SELECTED EXTRACT:
◆ ◆ ◆

Ewe Hill is a former farmhouse, now a house, built in 1750 and altered and extended in the mid-19th century. It is constructed of tooled gritstone, featuring pantile roofs and coped gables with bold kneelers. The building has two gable stacks and a single ridge stack. The original house has two low storeys and two windows, while the extension to the right is also two storeys with two windows. The entrance to the original house is an off-centre board door beneath a heavy tooled lintel, flanked by 20th-century two-light windows—one with a tooled lintel and the other with a plain lintel. The first-floor windows are squat six-pane sashes. The extension includes one ground floor window with a heavy tooled lintel and two first-floor windows, all originally three-light Yorkshire sashes. All windows have stone sills. To the right of the front door is a stone trough with a moulded slop stone. At the rear, the original plank door has been removed from its hinges, and the extension features a catslide roof.

◆ ◆ ◆

GIVEN PROBLEM 1:
Answer these questions about the Ewe Hill description:
(a) In what year was the house built?
(b) What stone is it constructed of?
(c) What stands to the right of the front door?
GIVEN PROBLEM 2:
Carry the Ewe Hill description further, starting after its final sentence.
The material after this text stands on its own and is not part of it.

◆ ◆ ◆

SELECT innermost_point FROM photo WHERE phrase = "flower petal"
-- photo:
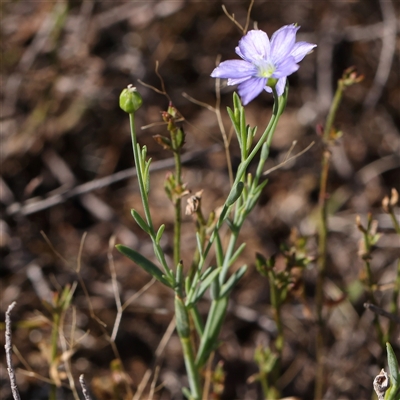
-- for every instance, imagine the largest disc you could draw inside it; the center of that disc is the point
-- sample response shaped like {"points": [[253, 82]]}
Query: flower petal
{"points": [[301, 49], [285, 68], [234, 69], [250, 89], [237, 81], [254, 46], [280, 86], [282, 42]]}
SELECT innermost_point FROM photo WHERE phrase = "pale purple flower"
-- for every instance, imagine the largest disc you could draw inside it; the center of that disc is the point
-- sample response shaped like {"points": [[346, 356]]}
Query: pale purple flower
{"points": [[264, 62]]}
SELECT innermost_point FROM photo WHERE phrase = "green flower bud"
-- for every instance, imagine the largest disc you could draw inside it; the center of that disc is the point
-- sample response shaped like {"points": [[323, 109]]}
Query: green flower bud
{"points": [[130, 99]]}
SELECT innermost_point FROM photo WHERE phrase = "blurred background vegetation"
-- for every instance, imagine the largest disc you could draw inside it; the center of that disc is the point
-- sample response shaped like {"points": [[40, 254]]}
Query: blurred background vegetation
{"points": [[63, 66]]}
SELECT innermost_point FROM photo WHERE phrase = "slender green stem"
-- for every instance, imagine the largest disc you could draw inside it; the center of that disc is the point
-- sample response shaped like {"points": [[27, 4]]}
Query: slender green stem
{"points": [[370, 286], [145, 200], [137, 157], [218, 306], [177, 199], [394, 305], [54, 352], [193, 375]]}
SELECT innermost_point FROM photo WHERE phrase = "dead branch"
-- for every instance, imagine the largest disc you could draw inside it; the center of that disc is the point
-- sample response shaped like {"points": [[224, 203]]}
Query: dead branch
{"points": [[84, 388], [8, 348], [31, 207], [383, 313]]}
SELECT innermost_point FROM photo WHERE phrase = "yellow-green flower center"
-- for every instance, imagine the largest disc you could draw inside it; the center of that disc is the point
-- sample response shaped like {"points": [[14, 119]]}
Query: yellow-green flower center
{"points": [[265, 69]]}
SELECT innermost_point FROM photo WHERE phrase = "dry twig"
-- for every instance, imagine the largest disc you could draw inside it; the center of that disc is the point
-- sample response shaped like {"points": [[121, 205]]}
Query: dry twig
{"points": [[30, 207], [8, 348], [383, 313], [84, 388]]}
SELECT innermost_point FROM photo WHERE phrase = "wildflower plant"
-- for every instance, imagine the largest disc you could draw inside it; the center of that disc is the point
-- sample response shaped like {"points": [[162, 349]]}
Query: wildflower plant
{"points": [[265, 66]]}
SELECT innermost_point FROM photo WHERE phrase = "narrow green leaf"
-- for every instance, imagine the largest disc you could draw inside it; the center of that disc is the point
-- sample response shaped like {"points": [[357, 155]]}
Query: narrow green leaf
{"points": [[206, 273], [186, 393], [140, 221], [393, 366], [160, 233], [182, 318], [235, 193], [235, 125], [143, 262]]}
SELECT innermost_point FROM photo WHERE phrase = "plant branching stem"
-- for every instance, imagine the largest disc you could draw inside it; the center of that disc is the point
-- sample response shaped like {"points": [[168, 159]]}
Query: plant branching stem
{"points": [[322, 241]]}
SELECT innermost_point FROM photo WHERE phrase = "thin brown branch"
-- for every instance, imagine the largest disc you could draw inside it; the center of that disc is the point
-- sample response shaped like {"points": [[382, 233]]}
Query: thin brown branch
{"points": [[389, 38], [8, 348], [288, 159], [31, 207], [383, 313], [85, 391], [159, 352]]}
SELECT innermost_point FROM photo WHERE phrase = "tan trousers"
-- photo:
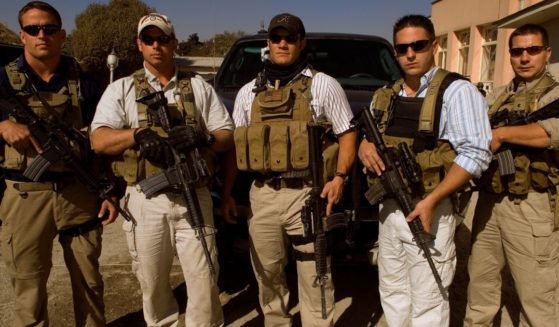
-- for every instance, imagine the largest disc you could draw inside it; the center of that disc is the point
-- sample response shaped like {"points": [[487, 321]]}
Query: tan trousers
{"points": [[33, 215], [522, 236], [276, 214]]}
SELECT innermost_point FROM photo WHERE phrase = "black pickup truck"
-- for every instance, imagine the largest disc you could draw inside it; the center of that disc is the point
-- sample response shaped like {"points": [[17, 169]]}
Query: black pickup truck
{"points": [[360, 63]]}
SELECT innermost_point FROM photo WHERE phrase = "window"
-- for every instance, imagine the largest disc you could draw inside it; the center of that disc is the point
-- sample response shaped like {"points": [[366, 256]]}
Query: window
{"points": [[464, 40], [442, 51], [489, 50]]}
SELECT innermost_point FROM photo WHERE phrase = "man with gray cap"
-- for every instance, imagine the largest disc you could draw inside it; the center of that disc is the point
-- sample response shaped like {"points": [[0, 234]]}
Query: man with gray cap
{"points": [[143, 147], [285, 97]]}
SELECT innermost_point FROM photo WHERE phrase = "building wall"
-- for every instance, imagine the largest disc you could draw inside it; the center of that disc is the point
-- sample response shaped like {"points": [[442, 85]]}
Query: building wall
{"points": [[453, 16]]}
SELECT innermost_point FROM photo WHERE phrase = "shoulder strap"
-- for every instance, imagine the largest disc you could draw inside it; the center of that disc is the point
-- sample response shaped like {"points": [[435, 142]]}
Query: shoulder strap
{"points": [[429, 118], [17, 79]]}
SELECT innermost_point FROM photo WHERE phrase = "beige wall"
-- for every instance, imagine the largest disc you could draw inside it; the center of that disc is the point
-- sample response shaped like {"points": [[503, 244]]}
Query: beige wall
{"points": [[452, 16]]}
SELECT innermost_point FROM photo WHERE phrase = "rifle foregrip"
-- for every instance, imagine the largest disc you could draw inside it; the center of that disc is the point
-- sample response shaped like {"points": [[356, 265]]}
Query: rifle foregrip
{"points": [[37, 167]]}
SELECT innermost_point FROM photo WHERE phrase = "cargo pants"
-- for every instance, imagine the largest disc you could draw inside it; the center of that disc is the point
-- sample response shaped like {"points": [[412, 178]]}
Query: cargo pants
{"points": [[33, 214]]}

◆ ◆ ◆

TASK RESPONSE 1:
(a) 1750
(b) Tooled gritstone
(c) A stone trough with a moulded slop stone

TASK RESPONSE 2:
Inside, the ground floor of the original house has stone-flagged floors. In the left room, there is a cast iron range in a painted stone fireplace with grooved jambs and a moulded cornice. The fireplace frieze is decorated with an incised centre panel dated 1750, initialled RRP, along with encircled rosettes in square surrounds and the initials IS at the right end. There is also a fireside cupboard with a board door to the left. The centre room has a painted stone fireplace with an elliptical arched lintel on incised plaster jambs, pulvinated imposts, and a frieze of broad flutes and incised daisies beneath a moulded cornice. A length of panelling survives to the right of the fireplace, along with a small cupboard in the front wall. The fireplace in the right end room is plain with a flat lintel.